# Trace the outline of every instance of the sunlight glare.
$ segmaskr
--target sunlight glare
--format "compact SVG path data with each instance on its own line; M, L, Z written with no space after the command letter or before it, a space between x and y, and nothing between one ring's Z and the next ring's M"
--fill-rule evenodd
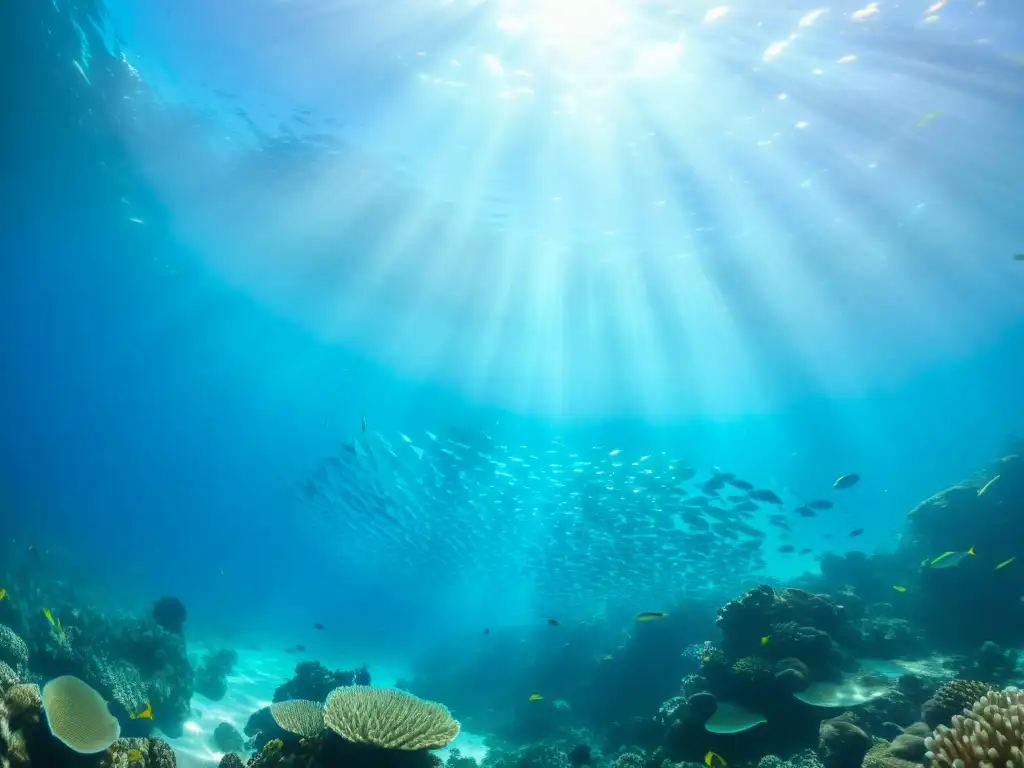
M506 8L499 29L510 35L532 31L545 43L568 50L604 43L629 23L623 0L510 0Z

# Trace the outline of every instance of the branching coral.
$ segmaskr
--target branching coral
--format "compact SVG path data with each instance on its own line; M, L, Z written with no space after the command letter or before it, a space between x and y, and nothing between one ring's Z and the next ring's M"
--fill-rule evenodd
M927 757L940 768L1024 765L1024 693L989 691L951 726L939 726L925 740Z

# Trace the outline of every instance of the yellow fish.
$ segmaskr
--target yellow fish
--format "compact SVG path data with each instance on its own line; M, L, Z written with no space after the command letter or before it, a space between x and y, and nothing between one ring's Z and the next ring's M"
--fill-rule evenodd
M0 587L0 600L3 600L5 597L7 597L7 589L6 587Z
M612 656L612 655L611 655L611 654L609 653L609 654L608 654L607 656L605 656L605 657L604 657L604 660L605 660L605 661L611 661L611 660L612 660L612 659L614 659L614 658L615 658L615 657L614 657L614 656Z
M995 570L997 570L997 571L998 571L998 570L999 570L1000 568L1005 568L1006 566L1008 566L1008 565L1009 565L1010 563L1012 563L1012 562L1013 562L1014 560L1016 560L1016 559L1017 559L1017 556L1016 556L1016 555L1014 555L1014 556L1013 556L1013 557L1011 557L1011 558L1010 558L1009 560L1003 560L1003 562L1001 562L1001 563L1000 563L999 565L997 565L997 566L995 567Z
M658 611L644 611L636 615L637 621L657 621L658 619L664 619L668 616L667 613L659 613Z
M984 495L985 491L987 491L992 486L992 483L994 483L1000 477L1002 477L1002 475L996 475L991 480L989 480L987 483L985 483L983 486L981 486L981 489L978 491L978 495L979 496Z
M132 720L152 720L153 719L153 705L148 701L146 706L142 708L141 712L136 712L133 715L129 715Z
M543 699L544 699L544 697L541 696L539 693L531 693L530 694L530 701L542 701Z
M43 616L46 617L46 620L50 622L50 624L56 626L56 622L53 620L53 614L50 613L49 608L43 608Z
M769 643L769 641L771 639L772 639L771 635L765 635L764 637L761 638L761 645L768 645L768 643Z
M708 752L706 755L704 755L704 765L706 765L708 768L712 768L712 763L714 763L716 760L718 761L718 764L721 766L721 768L725 768L725 758L717 752Z
M896 586L894 586L893 589L895 589L897 592L906 592L907 591L906 587L901 587L898 584Z
M138 749L129 749L128 750L128 762L129 763L141 763L142 762L142 752L140 750L138 750Z
M924 117L917 121L917 127L924 128L926 125L928 125L928 123L930 123L932 120L934 120L941 114L941 112L929 112L927 115L925 115Z

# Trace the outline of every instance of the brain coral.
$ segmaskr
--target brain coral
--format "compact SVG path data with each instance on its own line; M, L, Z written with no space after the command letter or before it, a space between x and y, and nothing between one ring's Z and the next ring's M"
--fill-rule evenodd
M925 740L928 759L940 768L1021 766L1022 744L1024 694L1016 688L990 691Z
M348 741L385 749L440 749L459 734L459 721L442 704L396 688L335 688L324 723Z
M43 708L53 735L83 755L103 752L121 727L107 702L77 677L56 677L43 688Z
M921 714L932 728L945 725L988 693L991 686L976 680L950 680L939 687L924 703Z

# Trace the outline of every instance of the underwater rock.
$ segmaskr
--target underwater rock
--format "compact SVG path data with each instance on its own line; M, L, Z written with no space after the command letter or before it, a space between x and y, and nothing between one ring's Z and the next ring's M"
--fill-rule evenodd
M444 761L444 766L445 768L477 768L477 762L472 757L463 757L462 752L453 747L448 750L448 759Z
M921 763L905 760L893 754L888 742L877 741L864 755L861 768L921 768Z
M228 692L228 675L238 661L238 654L230 649L207 654L195 674L195 689L212 701L220 701Z
M274 720L270 713L270 707L257 709L251 715L242 729L249 737L249 745L257 752L263 749L271 741L295 741L298 737L284 730Z
M784 690L799 693L811 684L811 671L800 659L787 656L775 663L775 681Z
M582 766L590 765L593 762L594 754L589 744L577 744L569 752L569 764L572 768L582 768Z
M918 710L938 687L938 681L912 673L900 675L896 681L896 689L906 696Z
M818 754L825 768L860 768L871 747L870 737L849 720L822 720L818 729Z
M901 733L889 744L889 752L903 760L920 762L924 759L928 748L925 746L924 737L913 733Z
M965 710L948 728L938 728L925 739L928 759L936 768L1017 765L1024 747L1024 723L1018 716L1022 705L1024 693L1016 688L990 691L984 707Z
M302 661L295 666L295 676L274 691L273 700L306 699L323 702L327 701L327 694L335 688L354 684L354 672L332 672L319 661Z
M220 759L217 768L245 768L245 763L238 755L231 753Z
M188 611L185 604L176 597L161 597L153 603L153 620L168 632L176 635L183 633Z
M231 723L220 723L213 729L213 746L218 752L241 752L245 739Z
M701 691L688 698L686 706L689 708L694 721L703 725L718 710L718 700L714 694Z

******

▶ _What you need to do_: Every line above gets copied exactly; none of the pictures do.

▶ _Result for this task_:
# Trace the outline of every instance of the sunlight glare.
$ segmaskr
--target sunlight glare
--format "compact SVG path data with each instance on its own line; M, L, Z written with no space after the command letter or before it, a space between x and y, and nothing between one ring's Z and the next ring's M"
--fill-rule evenodd
M506 8L499 29L510 35L532 31L545 43L568 50L604 43L629 23L623 0L510 0Z

# Trace the outline of every instance of the branching coral.
$ segmaskr
--target branching coral
--format "compact SVG path data with each instance on its own line; M, L, Z written with no space after the command letter or before it, a space between x and y, and nothing between one ring's Z and the next ring's M"
--fill-rule evenodd
M927 757L940 768L1024 765L1024 693L989 691L951 726L939 726L925 740Z

# Trace the outline of every instance of the yellow fish.
$ segmaskr
--target yellow fish
--format "compact SVG path data with each instance on its own line; M, L, Z written with no space after the command letter or before it, a space between x and y, and nothing between one ring's Z and the next ring's M"
--fill-rule evenodd
M0 587L0 600L3 600L5 597L7 597L7 589L6 587Z
M612 656L612 655L611 655L611 654L609 653L609 654L608 654L607 656L605 656L605 657L604 657L604 660L605 660L605 661L611 661L611 660L612 660L612 659L614 659L614 658L615 658L615 657L614 657L614 656Z
M995 570L997 570L997 571L998 571L998 570L999 570L1000 568L1005 568L1006 566L1008 566L1008 565L1009 565L1010 563L1012 563L1012 562L1013 562L1014 560L1016 560L1016 559L1017 559L1017 556L1016 556L1016 555L1014 555L1014 556L1013 556L1013 557L1011 557L1011 558L1010 558L1009 560L1003 560L1003 562L1001 562L1001 563L1000 563L999 565L997 565L997 566L995 567Z
M658 611L644 611L636 615L637 621L657 621L658 619L664 619L668 616L667 613L659 613Z
M984 495L985 491L987 491L992 486L992 483L994 483L1000 477L1002 477L1002 475L996 475L991 480L989 480L987 483L985 483L983 486L981 486L981 489L978 491L978 495L979 496Z
M132 720L152 720L153 719L153 705L148 701L146 706L142 708L141 712L136 712L133 715L129 715Z
M543 699L544 699L544 697L541 696L539 693L531 693L530 694L530 701L542 701Z
M43 616L46 617L46 620L50 622L50 624L56 626L56 622L53 620L53 614L50 613L49 608L43 608Z
M769 643L769 641L771 639L772 639L771 635L765 635L764 637L761 638L761 645L768 645L768 643Z
M708 752L706 755L704 755L704 765L706 765L708 768L712 768L712 763L714 763L716 760L718 761L718 764L721 766L721 768L725 768L725 758L717 752Z
M896 586L894 586L893 589L895 589L897 592L906 592L907 591L906 587L901 587L898 584Z
M138 749L129 749L128 750L128 762L129 763L141 763L142 762L142 752L140 750L138 750Z
M924 117L917 121L917 127L924 128L926 125L928 125L928 123L930 123L932 120L934 120L941 114L941 112L929 112L927 115L925 115Z

# Trace the outline of every instance of the brain coral.
$ segmaskr
--target brain coral
--format "compact SVG path data with each instance on its own line; M, L, Z written with no space after the command letter or before it, a space between x and y, and nothing between one ring's Z and the next ring's M"
--fill-rule evenodd
M925 740L928 759L940 768L1021 766L1022 744L1024 694L1016 688L990 691Z
M348 741L385 749L440 749L459 734L459 721L442 704L396 688L335 688L324 723Z
M43 708L53 735L83 755L103 752L121 727L107 702L77 677L56 677L43 688Z
M921 714L932 728L945 725L988 693L991 686L976 680L950 680L939 687L924 703Z

# Trace the outline of every instance of the underwater rock.
$ segmaskr
--target underwater rock
--format "compact SVG path data with each instance on its own line; M, L, Z written with no space after the command letter or before it, a space between x and y, and nothing between one ring's Z and the next ring's M"
--fill-rule evenodd
M444 761L444 766L445 768L477 768L477 762L472 757L463 757L462 752L453 747L448 750L448 759Z
M921 763L905 760L893 754L888 742L877 741L864 755L861 768L921 768Z
M228 692L228 675L238 661L238 654L230 649L207 654L195 674L195 689L212 701L220 701Z
M274 720L270 713L270 707L257 709L251 715L242 729L249 737L249 745L257 752L263 749L271 741L295 741L298 737L284 730Z
M784 690L799 693L811 684L811 671L800 659L787 656L775 663L775 681Z
M582 766L590 765L593 762L594 754L589 744L577 744L569 752L569 764L572 768L582 768Z
M918 710L938 687L938 681L912 673L900 675L896 681L896 689L906 696Z
M818 754L825 768L860 768L871 747L870 737L849 720L822 720L818 729Z
M901 733L889 744L889 752L903 760L920 762L924 759L928 748L925 746L924 737L913 733Z
M965 710L948 728L938 728L925 739L928 759L936 768L1017 765L1024 747L1024 723L1018 716L1022 705L1024 693L1016 688L990 691L984 707Z
M302 661L295 666L295 676L274 691L273 700L306 699L323 702L327 701L327 694L335 688L354 684L354 672L332 672L319 661Z
M220 759L217 768L245 768L245 763L238 755L231 753Z
M188 611L185 604L176 597L161 597L153 603L153 620L168 632L176 635L183 633Z
M231 723L220 723L213 729L213 746L218 752L241 752L245 739Z
M701 691L688 698L686 706L689 708L694 721L703 725L718 710L718 700L714 694Z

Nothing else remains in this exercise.